> Data extracts
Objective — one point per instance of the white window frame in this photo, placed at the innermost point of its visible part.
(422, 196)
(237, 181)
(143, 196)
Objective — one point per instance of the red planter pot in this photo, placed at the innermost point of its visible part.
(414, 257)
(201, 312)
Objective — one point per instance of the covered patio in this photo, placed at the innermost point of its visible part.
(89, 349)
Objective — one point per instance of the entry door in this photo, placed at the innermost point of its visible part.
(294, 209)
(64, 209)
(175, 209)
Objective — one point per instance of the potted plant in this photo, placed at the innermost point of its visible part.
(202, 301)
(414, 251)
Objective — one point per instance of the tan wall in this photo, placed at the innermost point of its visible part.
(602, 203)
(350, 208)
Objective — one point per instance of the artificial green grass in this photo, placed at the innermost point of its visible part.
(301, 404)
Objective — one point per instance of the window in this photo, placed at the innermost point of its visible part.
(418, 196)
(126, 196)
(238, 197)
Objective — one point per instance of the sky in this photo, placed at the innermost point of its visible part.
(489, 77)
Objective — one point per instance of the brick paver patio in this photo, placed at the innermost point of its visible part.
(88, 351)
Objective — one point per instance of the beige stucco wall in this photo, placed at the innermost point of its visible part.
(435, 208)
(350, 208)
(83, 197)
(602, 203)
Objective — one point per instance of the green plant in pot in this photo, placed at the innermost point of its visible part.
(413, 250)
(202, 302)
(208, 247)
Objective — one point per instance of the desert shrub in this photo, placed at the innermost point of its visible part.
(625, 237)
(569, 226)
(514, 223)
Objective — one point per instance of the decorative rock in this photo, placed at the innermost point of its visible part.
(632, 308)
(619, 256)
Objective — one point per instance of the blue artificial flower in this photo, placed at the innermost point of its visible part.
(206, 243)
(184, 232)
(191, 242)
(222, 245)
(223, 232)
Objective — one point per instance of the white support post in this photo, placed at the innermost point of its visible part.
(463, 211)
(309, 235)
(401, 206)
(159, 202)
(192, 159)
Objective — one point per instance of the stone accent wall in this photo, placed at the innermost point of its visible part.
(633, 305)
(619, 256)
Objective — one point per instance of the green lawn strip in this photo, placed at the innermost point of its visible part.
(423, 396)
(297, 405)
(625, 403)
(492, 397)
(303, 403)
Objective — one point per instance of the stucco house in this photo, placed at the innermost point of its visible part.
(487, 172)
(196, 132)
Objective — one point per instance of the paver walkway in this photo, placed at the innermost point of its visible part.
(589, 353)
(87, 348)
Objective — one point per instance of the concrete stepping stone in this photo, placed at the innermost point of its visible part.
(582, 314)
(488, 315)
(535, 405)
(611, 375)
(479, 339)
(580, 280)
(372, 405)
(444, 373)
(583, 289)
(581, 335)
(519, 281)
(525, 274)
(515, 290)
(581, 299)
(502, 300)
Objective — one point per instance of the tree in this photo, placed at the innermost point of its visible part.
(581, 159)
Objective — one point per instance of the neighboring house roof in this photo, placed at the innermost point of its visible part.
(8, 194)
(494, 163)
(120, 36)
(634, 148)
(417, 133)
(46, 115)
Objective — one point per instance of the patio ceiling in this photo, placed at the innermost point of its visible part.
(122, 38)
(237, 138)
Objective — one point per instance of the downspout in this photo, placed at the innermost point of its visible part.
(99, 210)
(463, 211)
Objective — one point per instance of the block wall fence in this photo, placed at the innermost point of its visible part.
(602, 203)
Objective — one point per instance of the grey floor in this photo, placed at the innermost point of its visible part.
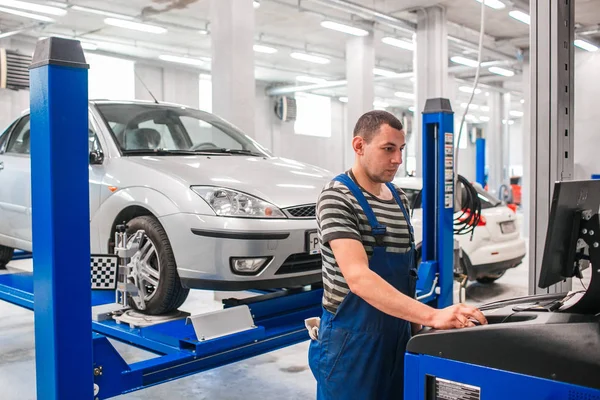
(279, 374)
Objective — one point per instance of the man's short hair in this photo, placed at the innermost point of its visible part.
(369, 123)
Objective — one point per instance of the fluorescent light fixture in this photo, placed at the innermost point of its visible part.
(464, 61)
(181, 60)
(344, 28)
(520, 16)
(467, 89)
(404, 95)
(495, 4)
(136, 26)
(582, 44)
(89, 46)
(101, 12)
(310, 58)
(403, 44)
(383, 72)
(310, 79)
(501, 71)
(264, 49)
(26, 14)
(379, 103)
(22, 5)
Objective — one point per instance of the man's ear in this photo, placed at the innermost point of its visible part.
(358, 144)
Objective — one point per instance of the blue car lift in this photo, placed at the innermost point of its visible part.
(436, 272)
(74, 358)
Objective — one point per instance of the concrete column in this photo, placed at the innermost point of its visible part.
(360, 60)
(232, 34)
(430, 65)
(494, 142)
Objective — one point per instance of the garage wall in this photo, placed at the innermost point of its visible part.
(279, 137)
(587, 128)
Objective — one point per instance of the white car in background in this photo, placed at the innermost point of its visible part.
(496, 244)
(218, 211)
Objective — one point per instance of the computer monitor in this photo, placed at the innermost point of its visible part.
(572, 202)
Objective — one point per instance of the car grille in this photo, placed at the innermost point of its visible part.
(300, 263)
(307, 211)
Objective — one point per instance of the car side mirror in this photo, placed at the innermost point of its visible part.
(96, 157)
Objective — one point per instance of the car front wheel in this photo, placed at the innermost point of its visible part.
(6, 254)
(155, 273)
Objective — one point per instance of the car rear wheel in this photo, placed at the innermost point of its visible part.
(6, 254)
(486, 280)
(156, 278)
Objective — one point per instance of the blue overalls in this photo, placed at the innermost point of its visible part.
(359, 353)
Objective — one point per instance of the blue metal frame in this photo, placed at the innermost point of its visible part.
(438, 207)
(480, 161)
(60, 227)
(494, 384)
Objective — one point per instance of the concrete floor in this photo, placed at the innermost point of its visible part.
(279, 374)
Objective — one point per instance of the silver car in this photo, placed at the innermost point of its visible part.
(218, 211)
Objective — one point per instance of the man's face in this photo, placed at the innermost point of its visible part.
(382, 156)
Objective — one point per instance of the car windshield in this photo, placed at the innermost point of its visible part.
(141, 129)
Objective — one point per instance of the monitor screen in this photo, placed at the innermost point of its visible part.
(569, 201)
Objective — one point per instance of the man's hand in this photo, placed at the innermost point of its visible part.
(457, 316)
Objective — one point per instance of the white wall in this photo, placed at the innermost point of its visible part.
(279, 137)
(587, 128)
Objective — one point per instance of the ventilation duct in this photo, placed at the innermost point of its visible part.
(14, 70)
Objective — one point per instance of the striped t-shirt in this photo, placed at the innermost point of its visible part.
(340, 216)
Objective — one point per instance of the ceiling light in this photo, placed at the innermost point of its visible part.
(182, 60)
(467, 89)
(501, 71)
(26, 14)
(495, 4)
(101, 12)
(582, 44)
(22, 5)
(344, 28)
(383, 72)
(464, 61)
(89, 46)
(264, 49)
(136, 26)
(404, 95)
(379, 103)
(520, 16)
(310, 58)
(310, 79)
(403, 44)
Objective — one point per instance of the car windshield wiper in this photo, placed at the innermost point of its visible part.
(159, 152)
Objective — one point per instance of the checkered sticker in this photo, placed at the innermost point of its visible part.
(104, 272)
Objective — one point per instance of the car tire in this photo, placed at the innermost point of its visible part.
(486, 280)
(6, 254)
(169, 295)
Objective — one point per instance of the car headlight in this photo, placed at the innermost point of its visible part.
(231, 203)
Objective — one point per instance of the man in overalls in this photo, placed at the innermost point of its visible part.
(369, 273)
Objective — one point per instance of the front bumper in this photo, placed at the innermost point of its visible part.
(204, 246)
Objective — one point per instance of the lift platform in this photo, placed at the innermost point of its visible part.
(190, 343)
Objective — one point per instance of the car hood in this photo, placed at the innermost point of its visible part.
(280, 181)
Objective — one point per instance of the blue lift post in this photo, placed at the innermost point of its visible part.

> Problem
Skipping any pictures, copy the entries exactly as they appear.

> Completed task
Objective — one point per instance of the white window frame in this photo, placed at the innermost point of its visible part.
(422, 196)
(237, 181)
(143, 196)
Objective — one point per instance of the red planter pot in this photo, placed at the innermost point of its visible part.
(414, 257)
(201, 312)
Objective — one point per instance of the covered patio in this photo, placed at the innermost point of its visible part.
(89, 349)
Objective — one point per instance of the entry door in this photo, placed at the innermost point of its visible part.
(294, 209)
(64, 209)
(175, 209)
Objective — one point per instance of the potted plant in this photo, placed at the innermost point of its visible part.
(202, 301)
(414, 251)
Objective — one point per instance of the tan wall in this photo, placed at the innermost point of its visible part.
(602, 203)
(350, 208)
Objective — one point per instance of the artificial green grass in this photo, placed at the innermost point of its visible part.
(301, 404)
Objective — one point per instance of the window in this photo, placed at the innermost point of its visible part.
(418, 196)
(126, 196)
(238, 197)
Objective — one point per instance of the sky in this photo, placed at the innermost point of its visible part.
(489, 77)
Objective — one point per instance of the brick paver patio in this photo, placed at the innermost point of its visible part.
(88, 351)
Objective — one point per instance of the beige stucco wall in this photo, placed at the innermost point of its visible part.
(435, 208)
(350, 208)
(83, 197)
(602, 203)
Objective — one point per instance of the green plant in pot in this photo, placed at the innermost point of its visible part.
(413, 250)
(202, 302)
(208, 247)
Objective — one point per instance of the desert shrub in this photo, placed at the innermost point of its visible part.
(625, 237)
(569, 226)
(514, 223)
Objective — one point per instance of the decorative rock in this photo, placed at the innermost point of its visible part.
(632, 308)
(619, 256)
Objective — one point per instance of the blue artificial flower in this photo, placed at the innermost point of its visible part.
(206, 243)
(184, 232)
(191, 242)
(222, 245)
(223, 232)
Objective — one point per instance of the white support post in this photo, placed at the innermost point of its visible part.
(463, 211)
(309, 235)
(401, 206)
(159, 202)
(192, 159)
Objective — one point per instance of the stone accent wall in this photo, placed at the innermost point of its visible part.
(633, 305)
(619, 256)
Objective — one point per instance of the green lawn strip in this photo, placed at the innermost point of its visible part.
(423, 396)
(297, 405)
(625, 403)
(492, 397)
(303, 403)
Objective — one point per instance of the stucco house in this photo, placed at the innermost point of its visible part.
(487, 172)
(196, 132)
Objective — one point per instance of the paver walkway in this photo, placed at the innermost point of its visible part.
(589, 353)
(87, 348)
Objective — one point per instance of the concrete stepping stone in this photo, placed at the innermost point of its visible part.
(582, 314)
(488, 315)
(535, 405)
(611, 375)
(479, 339)
(580, 280)
(372, 405)
(444, 373)
(583, 289)
(581, 335)
(519, 281)
(525, 274)
(515, 290)
(581, 299)
(502, 300)
Objective — one point per instance of the tree in this photo, placed at the innermost point of its visible part.
(581, 159)
Objective — one point per instance of the neighboring house roof in this photo, placed at the innermost point of its visible part.
(8, 194)
(494, 163)
(120, 36)
(634, 148)
(417, 133)
(46, 115)
Objective — one point per instance of the patio ceiling in this photo, placed at the innermost point of its visible part.
(122, 38)
(237, 138)
Objective — one point per instance of the downspout in this photo, placed at the innermost point of its visible part.
(99, 210)
(463, 211)
Objective — one point per instance of the block wall fence in this photo, placed at the innermost point of its visible part.
(602, 203)
Objective — one point per instance of the grey floor in this photo, placed at the innermost point of its visible part.
(279, 374)
Objective — one point per instance of the man's short hair in this photo, placed at the innermost point of its visible part.
(369, 123)
Objective — one point per instance of the fluorescent light fixture in this photo, placed at the innermost point of its visible part.
(464, 61)
(181, 60)
(344, 28)
(520, 16)
(467, 89)
(404, 95)
(495, 4)
(136, 26)
(582, 44)
(89, 46)
(101, 12)
(310, 58)
(403, 44)
(383, 72)
(310, 79)
(501, 71)
(264, 49)
(26, 14)
(379, 103)
(22, 5)
Objective — one point per instance of the man's ear in this photo, placed at the innermost point of its visible part.
(358, 144)
Objective — one point per instance of the blue car lift in this photo, placed at the innermost point of its visible part.
(436, 272)
(74, 358)
Objective — one point per instance of the concrete column in this photo, placed at the innermost point of its visible part.
(360, 60)
(232, 34)
(430, 65)
(494, 142)
Objective — one point per instance of the garage wall in this photo, placed at the innermost point of its visible part.
(279, 137)
(587, 128)
Objective — one point per instance of the white car in background in this photo, placed at the innermost point of its visible part.
(496, 244)
(218, 211)
Objective — one point per instance of the computer monitor in this photo, placed at the innermost point of its visible part.
(572, 202)
Objective — one point per instance of the car grille in this photo, placed at the innermost point of its visible part.
(300, 263)
(307, 211)
Objective — one point per instance of the car side mirror in this photo, placed at the innermost point of its visible part.
(96, 157)
Objective — one point per instance of the car front wheel in this photo, placed at the innermost point of its visible part.
(6, 254)
(155, 273)
Objective — one point per instance of the car rear wheel in this photo, placed at the innermost point of its visible part.
(6, 254)
(486, 280)
(156, 278)
Objective — one point per instance of the blue overalls in this photo, placed at the innermost point of its visible part.
(359, 353)
Objective — one point per instance of the blue metal frame in this photo, placed at the innermost point of its visible part.
(438, 207)
(480, 161)
(60, 227)
(494, 384)
Objective — one point per instance of the concrete floor in this photo, placed at the innermost point of its visible part.
(279, 374)
Objective — one point per instance of the silver car in this photo, placed at the innermost point of its visible part.
(218, 211)
Objective — one point per instance of the man's face in this photo, placed at the innermost point of its visible part.
(382, 156)
Objective — one point per instance of the car windshield in this photo, placed at the innermost point of its visible part.
(141, 129)
Objective — one point per instance of the monitor screen in this photo, placed at the innermost point of its visible part.
(569, 201)
Objective — one point per instance of the man's hand in this photo, placed at the innermost point of its visible part.
(457, 316)
Objective — one point per instance of the white wall in this photo, placed at the innermost point of its visible part.
(279, 137)
(587, 128)
Objective — one point per instance of the ventilation duct in this photo, placed at the innermost point of its visible part.
(14, 70)
Objective — one point per instance of the striped t-shirt in this photo, placed at the innermost point of its visible part.
(340, 216)
Objective — one point per instance of the ceiling light in this photo, placed at the innermost point of its visible part.
(182, 60)
(467, 89)
(501, 71)
(26, 14)
(495, 4)
(101, 12)
(582, 44)
(22, 5)
(344, 28)
(383, 72)
(464, 61)
(89, 46)
(264, 49)
(136, 26)
(404, 95)
(379, 103)
(520, 16)
(310, 58)
(310, 79)
(403, 44)
Objective — one point per instance of the car windshield wiper in this photo, placed at the innermost point of its visible part.
(159, 152)
Objective — one point per instance of the checkered sticker in this photo, placed at the innermost point of its visible part.
(104, 272)
Objective — one point per instance of the car tire in this photo, placed at the innermost point of its visible part.
(486, 280)
(6, 254)
(169, 295)
Objective — one point per instance of the car headlight in this photo, placed at the innermost point of its visible part.
(231, 203)
Objective — one point per instance of the man in overalls in this photo, placed at the innermost point of its visible part.
(369, 273)
Objective — one point per instance of the front bumper in this photo, placed at the innermost point of its visible part.
(204, 246)
Objective — one point per instance of the lift platform in this photo, placed at the innermost point of its visible part.
(190, 343)
Objective — one point per instance of the car hood in this photo, placed at the innermost point of its visible part.
(280, 181)
Objective — one point per instance of the blue lift post in this photo, placed at the innermost point of its visible part.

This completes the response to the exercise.